- [Information shown]
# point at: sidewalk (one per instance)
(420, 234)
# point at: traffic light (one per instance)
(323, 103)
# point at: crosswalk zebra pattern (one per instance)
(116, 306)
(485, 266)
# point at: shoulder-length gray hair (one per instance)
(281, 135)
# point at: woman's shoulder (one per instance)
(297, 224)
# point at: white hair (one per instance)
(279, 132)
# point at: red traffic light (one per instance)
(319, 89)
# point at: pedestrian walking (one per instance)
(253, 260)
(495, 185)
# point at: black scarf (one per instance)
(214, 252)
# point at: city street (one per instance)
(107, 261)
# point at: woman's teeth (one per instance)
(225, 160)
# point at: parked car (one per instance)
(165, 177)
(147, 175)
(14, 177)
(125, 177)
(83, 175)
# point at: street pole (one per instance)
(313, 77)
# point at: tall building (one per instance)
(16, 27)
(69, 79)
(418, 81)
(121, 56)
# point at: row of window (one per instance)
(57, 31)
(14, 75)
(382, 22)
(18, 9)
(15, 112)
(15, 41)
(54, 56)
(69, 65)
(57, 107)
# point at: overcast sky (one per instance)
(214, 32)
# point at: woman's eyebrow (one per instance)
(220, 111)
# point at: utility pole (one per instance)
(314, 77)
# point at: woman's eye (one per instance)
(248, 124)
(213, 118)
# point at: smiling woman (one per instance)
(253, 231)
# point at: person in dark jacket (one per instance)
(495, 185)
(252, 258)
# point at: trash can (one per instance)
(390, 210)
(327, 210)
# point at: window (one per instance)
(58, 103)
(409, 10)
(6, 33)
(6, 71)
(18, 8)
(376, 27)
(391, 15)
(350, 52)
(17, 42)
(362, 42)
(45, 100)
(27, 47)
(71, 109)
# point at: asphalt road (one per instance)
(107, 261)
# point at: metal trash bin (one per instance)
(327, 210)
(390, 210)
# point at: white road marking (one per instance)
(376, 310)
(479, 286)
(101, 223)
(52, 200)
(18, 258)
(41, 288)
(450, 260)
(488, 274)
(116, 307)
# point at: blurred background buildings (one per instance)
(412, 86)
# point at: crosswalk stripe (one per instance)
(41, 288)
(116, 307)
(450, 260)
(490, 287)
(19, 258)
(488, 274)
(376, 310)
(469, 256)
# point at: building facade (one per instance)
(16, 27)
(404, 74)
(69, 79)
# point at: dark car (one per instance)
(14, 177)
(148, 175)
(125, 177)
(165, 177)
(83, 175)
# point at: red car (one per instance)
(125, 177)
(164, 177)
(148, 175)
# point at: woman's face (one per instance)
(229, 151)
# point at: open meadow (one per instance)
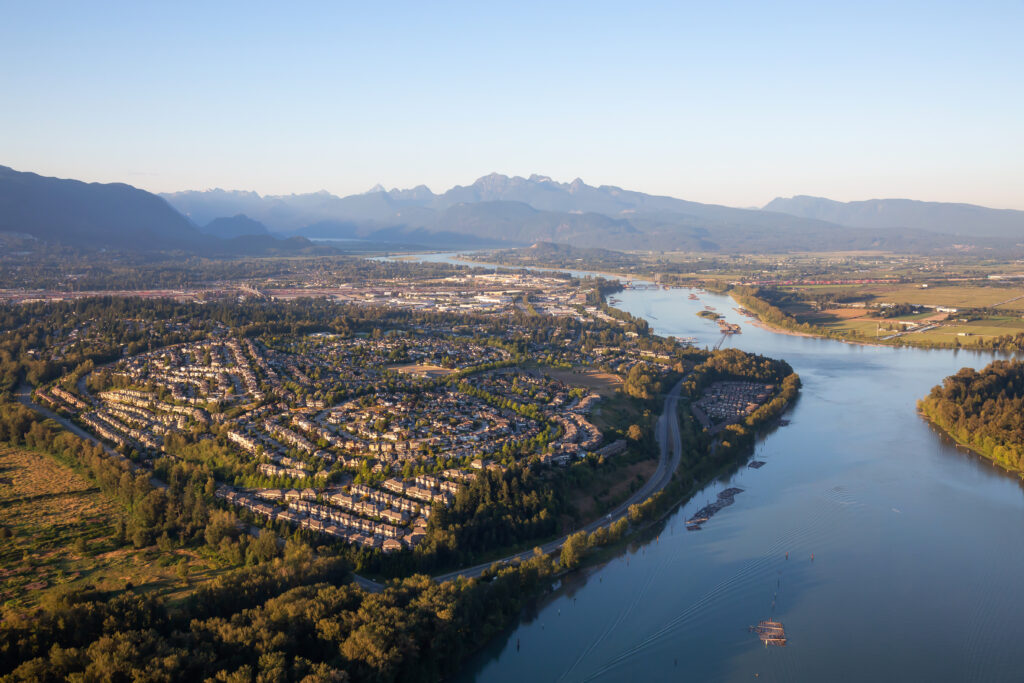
(61, 530)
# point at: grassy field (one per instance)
(604, 384)
(967, 296)
(64, 530)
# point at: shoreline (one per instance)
(758, 323)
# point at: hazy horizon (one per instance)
(729, 103)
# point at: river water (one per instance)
(916, 561)
(916, 556)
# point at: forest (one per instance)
(284, 607)
(983, 410)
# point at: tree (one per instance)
(572, 550)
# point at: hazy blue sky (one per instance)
(729, 102)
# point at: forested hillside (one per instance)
(983, 410)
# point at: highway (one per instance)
(671, 451)
(667, 433)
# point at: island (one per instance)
(983, 410)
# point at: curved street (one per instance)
(671, 451)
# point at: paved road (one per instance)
(24, 395)
(667, 431)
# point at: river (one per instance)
(916, 566)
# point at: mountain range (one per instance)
(496, 210)
(500, 209)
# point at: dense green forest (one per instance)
(284, 608)
(983, 410)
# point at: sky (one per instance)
(718, 101)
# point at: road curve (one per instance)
(24, 396)
(671, 451)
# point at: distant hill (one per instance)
(494, 211)
(236, 226)
(498, 209)
(91, 214)
(121, 217)
(961, 219)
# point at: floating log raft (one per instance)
(770, 633)
(725, 499)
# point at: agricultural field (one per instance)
(966, 296)
(64, 532)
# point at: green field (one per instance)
(64, 534)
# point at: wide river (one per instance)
(918, 570)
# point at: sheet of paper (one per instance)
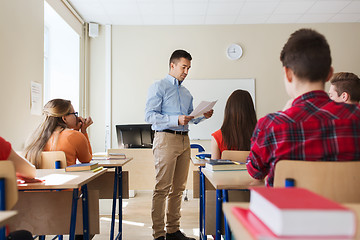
(203, 107)
(36, 97)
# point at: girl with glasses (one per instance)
(60, 130)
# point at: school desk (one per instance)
(55, 180)
(6, 216)
(200, 163)
(223, 181)
(241, 233)
(118, 190)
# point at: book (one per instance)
(81, 167)
(259, 231)
(300, 212)
(224, 164)
(116, 156)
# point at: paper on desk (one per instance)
(202, 108)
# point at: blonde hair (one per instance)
(53, 112)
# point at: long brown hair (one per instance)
(239, 121)
(53, 112)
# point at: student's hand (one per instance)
(209, 113)
(184, 120)
(85, 123)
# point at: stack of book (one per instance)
(116, 156)
(83, 167)
(224, 164)
(295, 213)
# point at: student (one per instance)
(61, 130)
(345, 87)
(238, 125)
(24, 169)
(314, 128)
(168, 107)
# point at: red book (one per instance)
(300, 212)
(260, 231)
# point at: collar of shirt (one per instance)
(310, 95)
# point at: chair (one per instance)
(198, 146)
(48, 161)
(49, 158)
(9, 197)
(239, 156)
(335, 180)
(7, 172)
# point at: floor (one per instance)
(137, 220)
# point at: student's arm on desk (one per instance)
(22, 166)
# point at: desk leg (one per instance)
(114, 205)
(227, 228)
(119, 170)
(202, 204)
(2, 206)
(73, 214)
(218, 213)
(85, 201)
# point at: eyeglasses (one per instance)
(75, 113)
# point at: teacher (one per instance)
(167, 108)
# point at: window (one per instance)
(61, 59)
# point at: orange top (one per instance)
(75, 144)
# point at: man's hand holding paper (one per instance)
(204, 108)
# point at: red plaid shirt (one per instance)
(314, 128)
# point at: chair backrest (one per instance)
(239, 156)
(49, 158)
(335, 180)
(7, 172)
(198, 146)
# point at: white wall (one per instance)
(141, 54)
(21, 61)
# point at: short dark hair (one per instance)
(347, 82)
(177, 54)
(307, 54)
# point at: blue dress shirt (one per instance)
(167, 100)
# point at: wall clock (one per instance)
(234, 51)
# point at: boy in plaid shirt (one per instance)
(313, 128)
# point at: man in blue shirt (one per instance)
(167, 108)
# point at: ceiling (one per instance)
(209, 12)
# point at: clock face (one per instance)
(234, 51)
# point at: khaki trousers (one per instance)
(172, 159)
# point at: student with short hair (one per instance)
(61, 130)
(238, 125)
(345, 87)
(314, 128)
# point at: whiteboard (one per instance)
(211, 90)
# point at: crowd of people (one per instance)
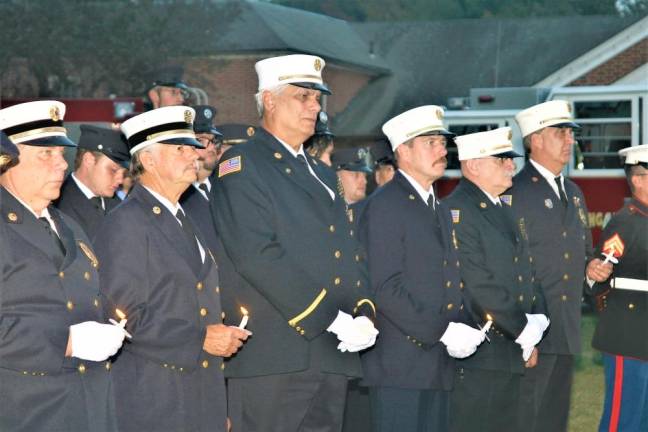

- [Work item] Once more, give the listing above exactly, leaving each picture out.

- [Task solution]
# point at: sidewalk (one per instance)
(420, 234)
# point at: traffic light (one per instance)
(323, 103)
# point at: crosswalk zebra pattern (one per instance)
(116, 306)
(485, 266)
# point at: shoulder-length gray hair (one per instance)
(281, 135)
# point at: woman's shoulder (one per instance)
(297, 224)
# point at: white hair (one per instance)
(279, 132)
# point at: red traffic light (one per instance)
(319, 89)
# point at: pedestrian walking (one per instance)
(253, 260)
(495, 185)
# point at: black scarf (one per instance)
(214, 252)
# point at: city street (one per instance)
(107, 261)
# point at: woman's teeth (one per instance)
(225, 160)
# point at: parked car (one per instance)
(165, 177)
(147, 175)
(14, 177)
(125, 177)
(83, 175)
# point at: street pole (one per instance)
(313, 77)
# point at: tall building (one per instance)
(16, 27)
(69, 79)
(418, 81)
(121, 56)
# point at: row of window (one per instance)
(57, 31)
(14, 75)
(382, 22)
(18, 9)
(15, 112)
(15, 41)
(54, 56)
(69, 65)
(57, 107)
# point at: overcast sky (one per instance)
(214, 32)
# point at: woman's eyebrow (one per instance)
(220, 111)
# point at: utility pole (one per instance)
(314, 77)
# point at: woman's eye (one per instance)
(248, 124)
(213, 118)
# point at: smiling woman (one per instance)
(253, 231)
# point at: person in dark jacket (one per instance)
(495, 185)
(252, 258)
# point at: trash can (one per instance)
(390, 210)
(327, 210)
# point at: window (one per instance)
(58, 103)
(409, 10)
(6, 33)
(6, 71)
(18, 8)
(376, 27)
(391, 15)
(350, 52)
(17, 42)
(362, 42)
(45, 100)
(27, 47)
(71, 109)
# point at: asphalt road (one per instance)
(107, 261)
# point at: metal trash bin (one per instance)
(327, 210)
(390, 210)
# point at: white road marking (one per instance)
(376, 310)
(479, 286)
(101, 223)
(52, 200)
(18, 258)
(41, 288)
(450, 260)
(488, 274)
(116, 307)
# point at: blurred background buildings (one per instance)
(412, 86)
# point at: crosswalk stripe (one per instance)
(41, 288)
(116, 307)
(450, 260)
(490, 287)
(19, 258)
(488, 274)
(376, 310)
(469, 256)
# point at: building facade (one per instance)
(16, 27)
(404, 74)
(69, 79)
# point at: dark car (one per instance)
(14, 177)
(148, 175)
(125, 177)
(165, 177)
(83, 175)
# point at: red car (one per instance)
(125, 177)
(164, 177)
(148, 175)
# point at: woman's face (one per instance)
(229, 151)
# point at: open meadow (one per instance)
(61, 530)
# point at: grassy field (one per instance)
(604, 384)
(967, 296)
(64, 530)
# point at: shoreline (one per instance)
(758, 323)
# point at: hazy horizon (one per instance)
(729, 103)
# point at: river water (one per instance)
(916, 561)
(916, 556)
# point at: forest (one per instance)
(284, 607)
(983, 410)
# point at: tree (one per instance)
(572, 550)
# point at: hazy blue sky (one per instance)
(729, 102)
# point at: forested hillside (one per instance)
(983, 410)
# point at: highway (one per instance)
(671, 451)
(667, 433)
# point at: island (one per instance)
(983, 410)
# point at: curved street (one per instance)
(671, 451)
# point at: paved road (one per instance)
(24, 395)
(667, 431)
# point at: river (one per instance)
(916, 566)
# point at: mountain range (one per instance)
(496, 210)
(500, 209)
# point at: dense green forest (one per instance)
(284, 608)
(983, 410)
# point at: sky (one per instance)
(718, 101)
# point at: road curve (one per instance)
(24, 396)
(671, 451)
# point at: distant hill (one per instance)
(494, 211)
(236, 226)
(498, 209)
(91, 214)
(121, 217)
(961, 219)
# point at: floating log raft (one per instance)
(770, 633)
(725, 499)
# point at: agricultural field (one per instance)
(966, 296)
(64, 532)
# point at: green field (one per instance)
(64, 534)
# point at: wide river (one per instance)
(918, 570)
# point at: sheet of paper (one per instance)
(203, 107)
(36, 97)
# point at: girl with glasses (one per instance)
(60, 130)
# point at: school desk (one per instance)
(55, 180)
(6, 216)
(200, 163)
(223, 181)
(241, 233)
(118, 190)
# point at: book (one per instance)
(81, 167)
(259, 231)
(300, 212)
(224, 164)
(116, 156)
# point at: paper on desk (one per instance)
(202, 108)
# point at: blonde hair (one per instance)
(53, 112)
# point at: long brown hair (one per instance)
(239, 121)
(53, 112)
# point at: student's hand (one per instance)
(209, 113)
(184, 120)
(85, 123)
# point at: stack of book (one per instance)
(116, 156)
(83, 167)
(224, 164)
(295, 213)
# point at: student (one per instance)
(61, 130)
(345, 87)
(238, 125)
(24, 169)
(314, 128)
(168, 107)
# point at: red book (one per instance)
(300, 212)
(260, 231)
# point at: collar of shirt (one per instance)
(310, 95)
# point at: chair (one per instance)
(198, 146)
(48, 161)
(49, 158)
(9, 197)
(239, 156)
(335, 180)
(7, 172)
# point at: floor (one per instance)
(137, 220)
# point at: student's arm on desk (one per instance)
(22, 166)
# point at: desk leg (one per instance)
(114, 205)
(227, 228)
(119, 170)
(202, 204)
(2, 206)
(73, 214)
(218, 213)
(85, 201)
# point at: eyeglasses (one per instance)
(75, 113)
# point at: teacher (one per instance)
(167, 108)
# point at: window (one per instance)
(61, 59)
# point at: orange top (one per instance)
(75, 144)
# point at: man's hand holding paper (one per instance)
(204, 108)
# point at: red plaid shirt (one per instance)
(314, 128)
# point at: chair backrest (one per instance)
(239, 156)
(49, 158)
(335, 180)
(7, 172)
(198, 146)
# point at: white wall (one per instance)
(141, 54)
(21, 61)
# point at: short dark hair (one per instance)
(347, 82)
(177, 54)
(307, 54)
# point at: blue dress shirt (one per instance)
(167, 100)
# point at: wall clock (one per instance)
(234, 51)
# point at: boy in plaid shirt (one per instance)
(313, 128)
# point at: man in blue shirt (one per instance)
(167, 108)
# point at: ceiling (one per instance)
(209, 12)
# point at: clock face (one per instance)
(234, 51)
# point at: khaki trousers (one per instance)
(172, 159)
# point at: student with short hair (one per instance)
(61, 130)
(238, 125)
(345, 87)
(314, 128)
# point at: whiteboard (one per instance)
(211, 90)
# point at: crowd of people (one per instance)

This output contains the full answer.